Your tasks:
**A.** In the custom dataset guide, what two kinds of location may the path setting point to?
**B.** Reproduce word for word the part of the custom dataset guide from "This guide explains" to "required_var_keys properties, respectively.".
**C.** Rewrite as a short list the paragraph of the custom dataset guide that begins "_target_: Specifies", keeping its main facts.

Excerpt:
>>>
Add a Custom Dataset

This guide explains how to integrate your own dataset into cz-benchmarks.

Requirements

For single-cell datasets:

  • The dataset file must be an .h5ad file conforming to the AnnData on-disk format.

  • The AnnData object’s var_names must specify the ensembl_id for each gene OR var must contain a column named ensembl_id.

  • The AnnData object must meet the validation requirements of the specific models that the dataset will be used to benchmark. This means that:

    • obs and var each contain the required metadata columns, as specified by the models’ required_obs_keys and required_var_keys properties, respectively.

    • The ensemble_id values must be valid for the models’ accepted organisms, as specified by the available_organisms property.

Steps to Add Your Dataset

1. Prepare Your Data

  • Save your data as an AnnData object in .h5ad format.

  • Ensure the following:

    • Metadata columns (e.g., cell type, batch) are included in obs.

    • Gene names are properly defined in var.

2. Create a Custom Configuration File

  • Update src/czbenchmarks/conf/datasets.yaml by adding a new dataset entry:

datasets:
  ...

  my_dataset:
    _target_: czbenchmarks.datasets.SingleCellDataset
    path: ~/path_to_your_data/my_data.h5ad
    organism: ${organism:HUMAN}
  • Explanation:

    • datasets: Defines the datasets to be loaded.

    • my_dataset: A unique identifier for your dataset.

    • _target_: Specifies the Dataset class to instantiate. Currently, cz-benchmarks supports src.czbenchmarks.datasets.single_cell.SingleCellDataset and src.czbenchmarks.datasets.single_cell.PerturbationSingleCellDataset Dataset types.

    • path: Path to your .h5ad file. This may be be a local filesystem path or an S3 URL (s3://...).

    • organism: Specify the organism, which must be a value from the src.czbenchmarks.datasets.types.Organism (e.g., HUMAN, MOUSE).

    You may add multiple datasets to thie files, as children of datasets.

3. Load and Validate Your Dataset in Python

  • Use the following Python code to load your dataset:

from czbenchmarks.datasets.utils import load_dataset

# Instantiate the `SingleCellDataset` object from the configuration specified in `datasets.yaml`
dataset = load_dataset("my_dataset")

# Load the H5AD file into memory as an AnnData object, storing in the `ANNDATA` input "slot" of the dataset.
dataset.load_data()

# Ensure the basic requirements are met by the Dataset
dataset.validate()
print(dataset.get_input("ANNDATA"))

Fix any loading or validation errors, as needed.

Tips for Customization

  • Preprocessing: If your dataset requires specialized preprocessing, consider subclassing BaseDataset in your project.

  • Validation: Ensure organism-specific validations (e.g. gene name prefixes) are met.

  • Test with Models: Specific models may have additional validation requirements, so you will need to invoke applicable models with your specific dataset to ensure that it is fully compliant.
<<<
Provided data:
>>>
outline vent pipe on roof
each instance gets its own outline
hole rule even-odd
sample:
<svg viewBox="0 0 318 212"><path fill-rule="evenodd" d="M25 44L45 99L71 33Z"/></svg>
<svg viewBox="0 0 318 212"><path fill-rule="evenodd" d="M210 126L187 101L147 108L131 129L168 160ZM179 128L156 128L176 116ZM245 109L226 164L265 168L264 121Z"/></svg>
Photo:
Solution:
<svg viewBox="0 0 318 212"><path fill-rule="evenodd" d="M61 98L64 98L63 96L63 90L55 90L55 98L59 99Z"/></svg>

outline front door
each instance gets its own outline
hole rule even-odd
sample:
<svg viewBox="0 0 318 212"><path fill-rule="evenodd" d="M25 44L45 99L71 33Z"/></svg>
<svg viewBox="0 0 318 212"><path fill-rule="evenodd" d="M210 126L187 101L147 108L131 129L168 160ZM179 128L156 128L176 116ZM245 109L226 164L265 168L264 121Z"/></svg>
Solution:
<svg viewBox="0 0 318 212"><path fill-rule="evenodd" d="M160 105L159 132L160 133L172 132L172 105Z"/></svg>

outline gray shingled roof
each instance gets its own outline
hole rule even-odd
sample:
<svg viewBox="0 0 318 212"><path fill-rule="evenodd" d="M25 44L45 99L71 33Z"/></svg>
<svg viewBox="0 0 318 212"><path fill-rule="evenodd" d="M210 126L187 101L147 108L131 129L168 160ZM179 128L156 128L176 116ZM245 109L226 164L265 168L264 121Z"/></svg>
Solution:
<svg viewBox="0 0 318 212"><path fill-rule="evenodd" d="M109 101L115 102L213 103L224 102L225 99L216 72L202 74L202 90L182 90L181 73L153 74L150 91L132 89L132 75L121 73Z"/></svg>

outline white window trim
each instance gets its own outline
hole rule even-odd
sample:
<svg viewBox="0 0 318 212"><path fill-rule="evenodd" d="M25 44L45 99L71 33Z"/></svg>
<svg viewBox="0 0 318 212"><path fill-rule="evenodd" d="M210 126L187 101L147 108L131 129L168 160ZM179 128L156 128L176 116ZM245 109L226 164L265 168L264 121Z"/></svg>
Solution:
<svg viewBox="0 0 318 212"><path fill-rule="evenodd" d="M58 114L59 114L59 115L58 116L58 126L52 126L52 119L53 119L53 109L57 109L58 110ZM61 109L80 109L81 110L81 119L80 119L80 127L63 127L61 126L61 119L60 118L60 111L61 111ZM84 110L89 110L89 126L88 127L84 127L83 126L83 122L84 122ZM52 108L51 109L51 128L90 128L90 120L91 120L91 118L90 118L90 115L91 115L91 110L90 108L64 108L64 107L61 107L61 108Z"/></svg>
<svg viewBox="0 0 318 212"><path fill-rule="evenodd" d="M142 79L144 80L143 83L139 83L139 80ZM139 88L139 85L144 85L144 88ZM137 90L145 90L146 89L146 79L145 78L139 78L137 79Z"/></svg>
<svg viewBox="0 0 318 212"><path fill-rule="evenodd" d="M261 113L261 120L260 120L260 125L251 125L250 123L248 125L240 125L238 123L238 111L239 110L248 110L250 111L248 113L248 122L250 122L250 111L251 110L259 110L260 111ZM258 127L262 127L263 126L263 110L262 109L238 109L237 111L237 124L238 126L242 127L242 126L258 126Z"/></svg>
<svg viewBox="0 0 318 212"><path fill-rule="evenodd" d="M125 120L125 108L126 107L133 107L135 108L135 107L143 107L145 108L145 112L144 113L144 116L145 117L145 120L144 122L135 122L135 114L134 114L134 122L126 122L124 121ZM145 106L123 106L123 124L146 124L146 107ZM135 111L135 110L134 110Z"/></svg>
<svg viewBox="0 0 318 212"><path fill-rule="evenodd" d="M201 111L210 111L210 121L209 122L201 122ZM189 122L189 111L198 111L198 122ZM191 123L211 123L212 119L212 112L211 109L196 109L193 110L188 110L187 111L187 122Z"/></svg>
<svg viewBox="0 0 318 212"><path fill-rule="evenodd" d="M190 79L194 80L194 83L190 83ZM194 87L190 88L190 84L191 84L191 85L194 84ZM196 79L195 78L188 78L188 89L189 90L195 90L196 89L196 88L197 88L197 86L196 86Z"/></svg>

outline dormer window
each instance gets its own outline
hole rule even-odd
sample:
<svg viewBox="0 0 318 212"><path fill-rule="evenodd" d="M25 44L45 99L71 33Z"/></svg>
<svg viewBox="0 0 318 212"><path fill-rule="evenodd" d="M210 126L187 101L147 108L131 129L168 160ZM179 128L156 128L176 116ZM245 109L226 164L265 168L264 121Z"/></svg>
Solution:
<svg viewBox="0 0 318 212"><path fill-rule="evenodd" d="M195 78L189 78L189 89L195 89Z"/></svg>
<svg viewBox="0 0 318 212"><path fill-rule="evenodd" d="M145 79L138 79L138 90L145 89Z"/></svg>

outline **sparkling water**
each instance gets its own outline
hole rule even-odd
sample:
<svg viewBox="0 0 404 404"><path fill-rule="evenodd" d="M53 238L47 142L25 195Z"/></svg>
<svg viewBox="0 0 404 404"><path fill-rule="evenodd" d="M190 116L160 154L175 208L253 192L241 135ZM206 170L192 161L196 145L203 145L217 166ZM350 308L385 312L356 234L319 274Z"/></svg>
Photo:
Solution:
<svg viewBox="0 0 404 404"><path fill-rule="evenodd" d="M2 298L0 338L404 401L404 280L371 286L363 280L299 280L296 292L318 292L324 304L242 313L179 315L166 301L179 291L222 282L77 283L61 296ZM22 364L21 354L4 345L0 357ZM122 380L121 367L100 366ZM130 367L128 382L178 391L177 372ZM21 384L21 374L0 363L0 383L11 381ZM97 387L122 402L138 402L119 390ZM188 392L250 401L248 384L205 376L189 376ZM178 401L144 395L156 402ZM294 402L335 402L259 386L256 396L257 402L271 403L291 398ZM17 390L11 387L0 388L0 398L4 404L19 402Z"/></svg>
<<<
Answers for this exercise:
**A.** A local filesystem path or an S3 URL (s3://...).

**B.**
This guide explains how to integrate your own dataset into cz-benchmarks.

Requirements

For single-cell datasets:

  • The dataset file must be an .h5ad file conforming to the AnnData on-disk format.

  • The AnnData object’s var_names must specify the ensembl_id for each gene OR var must contain a column named ensembl_id.

  • The AnnData object must meet the validation requirements of the specific models that the dataset will be used to benchmark. This means that:

    • obs and var each contain the required metadata columns, as specified by the models’ required_obs_keys and required_var_keys properties, respectively.

**C.**
- _target_ names the Dataset class to instantiate.
- cz-benchmarks currently supports two Dataset types: src.czbenchmarks.datasets.single_cell.SingleCellDataset and src.czbenchmarks.datasets.single_cell.PerturbationSingleCellDataset.